■ **Text**:
· · ·
Werbung mit durchgestrichenen Preisen

Die richtige Werbung mit Preisgegenüberstellungen ist ein Dauerbrenner in der wettbewerbsrechtlichen Beratung. Der Händler hat in der Preisgestaltung im Prinzip freie Hand und darf mit Preisherabsetzungen werben. In der Praxis wird einem durchgestrichenen höheren Preis regelmäßig ein günstigerer Preis gegenübergestellt. Bei solchen Preisnachlässen sind für den Händler einige Fallstricke beachten, die sich aus dem Gebot der Preiswahrheit, der Preiswahrheit und dem Verbot der Irreführenden Werbung ergeben.

Was sagt der Bundesgerichtshof?

Der Bundesgerichtshof hält es für irreführend, wenn die Adressaten der Preiswerbung nicht erkennen können, welcher Preis sich konkret hinter dem durchgestrichenen Preis verbirgt (BGH, Urteil vom 17.03.2011 – I ZR 81/09). Wer mit durchgestrichenen Preisen wirbt, muss deshalb immer genau angeben, um was für einen Preis es sich bei dem durchgestrichenen Preis handelt.
Eine Werbung mit einer Preissenkung ist weiterhin irreführend,
- wenn der vermeintlich herabgesetzte Preis zuvor überhaupt nicht oder nicht ernsthaft verlangt wurde (unzulässige „Mondpreiswerbung“) oder
- systematisch herauf- und wieder herabgesetzt wird (unzulässige „Preisschaukel“) oder
-  der höhere Preis nur für einen unangemessen kurzen Zeitraum gefordert wurde.

Welche Preise darf ich gegenüberstellen? 

Der Händler kann seinem aktuellen Verkaufspreis insbesondere seinen eigenen zuletzt geforderten Verkaufspreis („bisher bei uns“), eine aktuelle unverbindliche Preisempfehlung des Herstellers („UVP“) oder eine ehemalige unverbindliche Preisempfehlung des Herstellers („Ehem. UVP“) gegenüberstellen.

Was muss ich dabei beachten? 

Die Erläuterung, welchen Preis der Händler gegenüberstellt, muss im unmittelbaren räumlichen Zusammenhang mit dem durchgestrichenen Preis erfolgen.
Beispiele:
UVP  € 999,00  € 899,00
Ehem. UVP € 699,00  € 399,00
Bisher bei uns  € 799,00  € 599,00
Begriffe wie „statt“ oder „bisher“ sind unzulässig, weil sie mehrdeutig sind und nicht klar wird, welcher konkrete Preis gegenübergestellt wird.
· · ·
■ **Aufgabe 1**:
Welche beiden Begriffe nennt der Text über Werbung mit durchgestrichenen Preisen als unzulässig, weil sie mehrdeutig sind?

■ **Inhalt der Datensätze**:
· · ·
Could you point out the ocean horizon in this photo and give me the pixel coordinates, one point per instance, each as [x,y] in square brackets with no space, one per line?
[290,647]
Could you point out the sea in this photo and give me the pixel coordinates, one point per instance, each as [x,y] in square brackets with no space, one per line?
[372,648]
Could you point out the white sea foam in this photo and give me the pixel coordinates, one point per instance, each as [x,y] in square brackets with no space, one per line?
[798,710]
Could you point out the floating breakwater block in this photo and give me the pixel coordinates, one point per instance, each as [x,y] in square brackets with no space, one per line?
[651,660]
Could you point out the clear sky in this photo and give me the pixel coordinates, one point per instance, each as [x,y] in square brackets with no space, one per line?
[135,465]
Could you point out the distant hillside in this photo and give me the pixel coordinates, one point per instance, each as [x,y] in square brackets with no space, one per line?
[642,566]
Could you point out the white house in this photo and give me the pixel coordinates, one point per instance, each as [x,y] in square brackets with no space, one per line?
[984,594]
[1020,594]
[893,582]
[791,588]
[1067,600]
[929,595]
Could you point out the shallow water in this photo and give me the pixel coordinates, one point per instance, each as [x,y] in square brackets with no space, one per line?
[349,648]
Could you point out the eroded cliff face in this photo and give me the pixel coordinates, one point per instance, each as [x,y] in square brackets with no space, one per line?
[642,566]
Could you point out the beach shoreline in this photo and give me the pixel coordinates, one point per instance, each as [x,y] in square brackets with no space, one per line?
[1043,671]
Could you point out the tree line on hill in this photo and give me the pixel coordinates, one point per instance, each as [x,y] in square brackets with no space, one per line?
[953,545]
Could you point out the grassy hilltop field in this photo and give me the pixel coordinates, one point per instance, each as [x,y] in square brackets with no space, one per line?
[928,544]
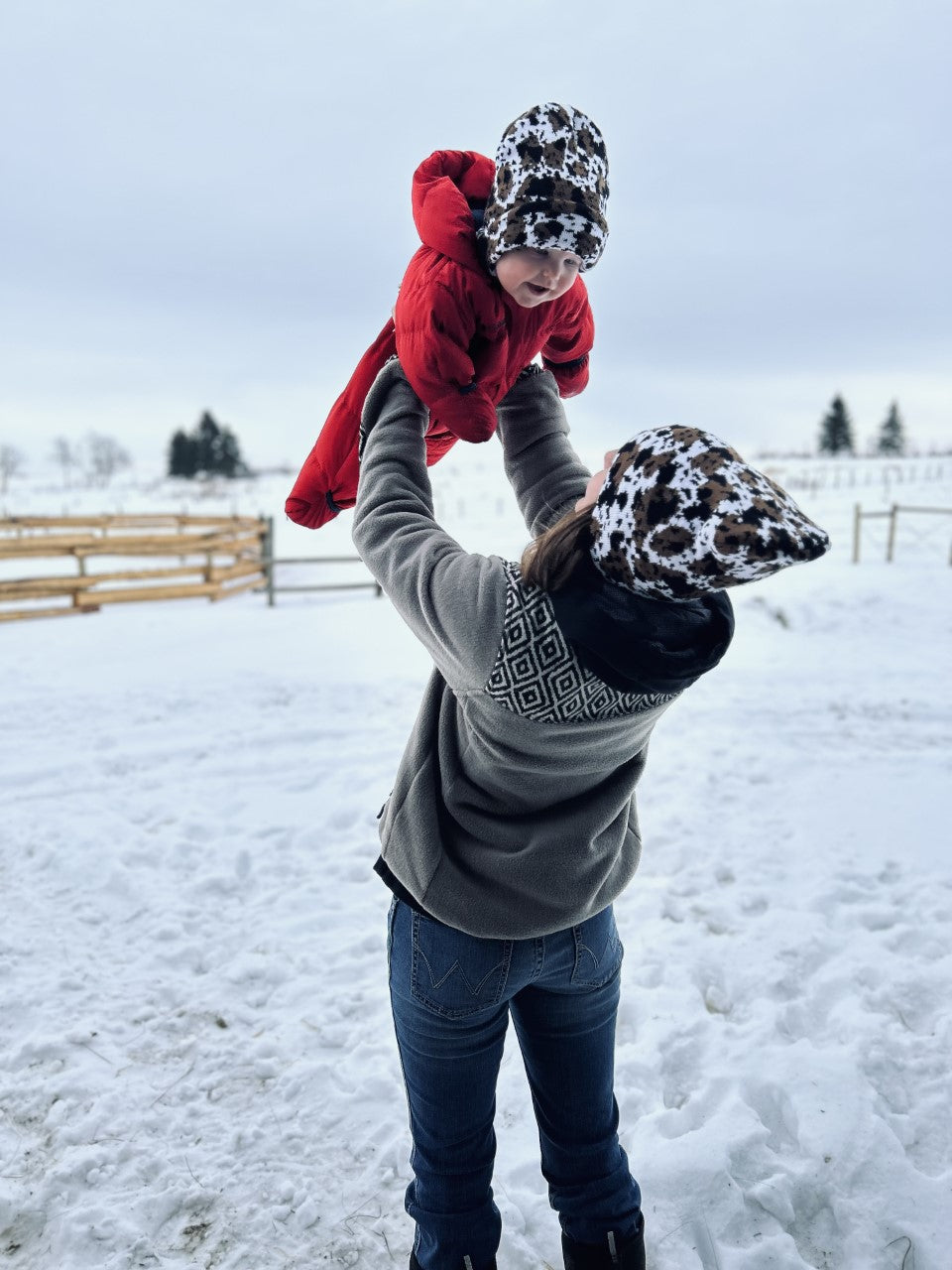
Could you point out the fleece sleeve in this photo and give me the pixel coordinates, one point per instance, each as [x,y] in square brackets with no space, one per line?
[546,474]
[452,599]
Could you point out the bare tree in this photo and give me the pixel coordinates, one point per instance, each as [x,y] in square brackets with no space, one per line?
[10,462]
[104,457]
[67,456]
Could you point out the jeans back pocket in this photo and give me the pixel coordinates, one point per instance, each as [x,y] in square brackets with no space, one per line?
[457,974]
[598,951]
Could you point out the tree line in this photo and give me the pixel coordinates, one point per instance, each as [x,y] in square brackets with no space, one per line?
[208,449]
[837,432]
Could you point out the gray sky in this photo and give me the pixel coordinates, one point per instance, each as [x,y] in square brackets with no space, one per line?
[206,206]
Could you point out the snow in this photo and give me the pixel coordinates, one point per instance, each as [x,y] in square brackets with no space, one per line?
[197,1066]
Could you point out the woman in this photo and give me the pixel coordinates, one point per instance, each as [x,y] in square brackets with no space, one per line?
[512,824]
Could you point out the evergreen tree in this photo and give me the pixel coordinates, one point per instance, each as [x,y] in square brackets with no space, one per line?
[892,439]
[207,437]
[208,449]
[182,454]
[837,430]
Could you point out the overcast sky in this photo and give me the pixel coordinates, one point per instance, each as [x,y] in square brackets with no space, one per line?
[204,204]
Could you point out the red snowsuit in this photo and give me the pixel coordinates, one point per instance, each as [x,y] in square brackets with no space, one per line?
[461,339]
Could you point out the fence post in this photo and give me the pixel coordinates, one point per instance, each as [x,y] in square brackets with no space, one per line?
[268,545]
[892,539]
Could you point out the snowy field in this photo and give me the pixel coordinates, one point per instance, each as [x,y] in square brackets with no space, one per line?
· · ·
■ **Aufgabe 2**:
Ändere die Datensätze von der Zeile mit „Could you point out the woman“ bis einschließlich zum Ende der Datensätze, indem du „fence post“ durch „wooden post“ ersetzt. Gib nur diese Zeilen wieder und lass alles andere unverändert.

■ **Lösung 1**:
„statt“ und „bisher“

■ **Lösung 2**:
Could you point out the woman in this photo and give me the pixel coordinates, one point per instance, each as [x,y] in square brackets with no space, one per line?
[512,824]
Could you point out the evergreen tree in this photo and give me the pixel coordinates, one point per instance, each as [x,y] in square brackets with no space, one per line?
[892,439]
[207,437]
[208,449]
[182,454]
[837,430]
Could you point out the overcast sky in this photo and give me the pixel coordinates, one point per instance, each as [x,y] in square brackets with no space, one per line?
[204,204]
Could you point out the red snowsuit in this photo and give me the pixel coordinates, one point per instance, each as [x,y] in square brackets with no space, one per line?
[461,339]
Could you point out the wooden post in this photo and give me the pixel coordinates, one point per instance, each as [x,y] in square brackets with no space, one per line?
[268,545]
[892,539]
Could you point out the snowy field in this photo and give me the pixel coordinates, one point per instance, each as [x,y] in square brackets with no space, one per line?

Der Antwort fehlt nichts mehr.